**What you need to do**
Scanning the listing below, tally every line where the string "water" shows up, then state the count alone.

───── Provided entries ─────

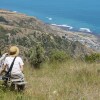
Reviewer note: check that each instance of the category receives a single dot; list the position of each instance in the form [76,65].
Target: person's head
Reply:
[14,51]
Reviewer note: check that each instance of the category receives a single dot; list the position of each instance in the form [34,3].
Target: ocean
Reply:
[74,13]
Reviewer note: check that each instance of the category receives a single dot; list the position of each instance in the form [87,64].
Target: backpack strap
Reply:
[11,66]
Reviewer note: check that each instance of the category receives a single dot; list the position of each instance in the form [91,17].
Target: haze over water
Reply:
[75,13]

─────
───── Provided entries ─────

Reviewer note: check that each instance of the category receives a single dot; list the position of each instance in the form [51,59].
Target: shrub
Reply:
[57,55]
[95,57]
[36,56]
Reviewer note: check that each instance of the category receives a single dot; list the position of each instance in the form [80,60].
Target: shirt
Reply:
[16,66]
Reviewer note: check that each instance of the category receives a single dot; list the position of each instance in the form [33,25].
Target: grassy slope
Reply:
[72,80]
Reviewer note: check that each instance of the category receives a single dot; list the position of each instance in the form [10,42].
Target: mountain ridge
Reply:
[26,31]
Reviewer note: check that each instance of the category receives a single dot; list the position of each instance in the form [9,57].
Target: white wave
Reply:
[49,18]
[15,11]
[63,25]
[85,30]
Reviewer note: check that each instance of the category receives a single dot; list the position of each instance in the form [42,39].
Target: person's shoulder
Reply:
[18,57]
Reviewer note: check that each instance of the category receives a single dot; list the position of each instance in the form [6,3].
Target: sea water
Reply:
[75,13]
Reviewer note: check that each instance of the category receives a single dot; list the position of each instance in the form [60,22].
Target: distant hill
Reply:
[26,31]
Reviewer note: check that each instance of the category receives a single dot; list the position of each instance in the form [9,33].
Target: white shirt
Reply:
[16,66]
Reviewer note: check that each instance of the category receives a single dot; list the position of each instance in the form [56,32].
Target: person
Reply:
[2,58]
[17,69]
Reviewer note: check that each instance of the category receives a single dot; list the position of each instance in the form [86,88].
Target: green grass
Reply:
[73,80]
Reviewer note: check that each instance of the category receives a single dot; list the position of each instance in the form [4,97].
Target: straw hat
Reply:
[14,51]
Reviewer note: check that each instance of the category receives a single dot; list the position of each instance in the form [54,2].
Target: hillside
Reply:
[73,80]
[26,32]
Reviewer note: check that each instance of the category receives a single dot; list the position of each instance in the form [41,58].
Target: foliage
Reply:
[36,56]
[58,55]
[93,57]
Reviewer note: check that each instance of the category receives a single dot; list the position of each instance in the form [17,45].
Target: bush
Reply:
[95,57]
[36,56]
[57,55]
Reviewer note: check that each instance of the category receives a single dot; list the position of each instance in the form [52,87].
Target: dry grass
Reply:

─────

**Reply to the task**
2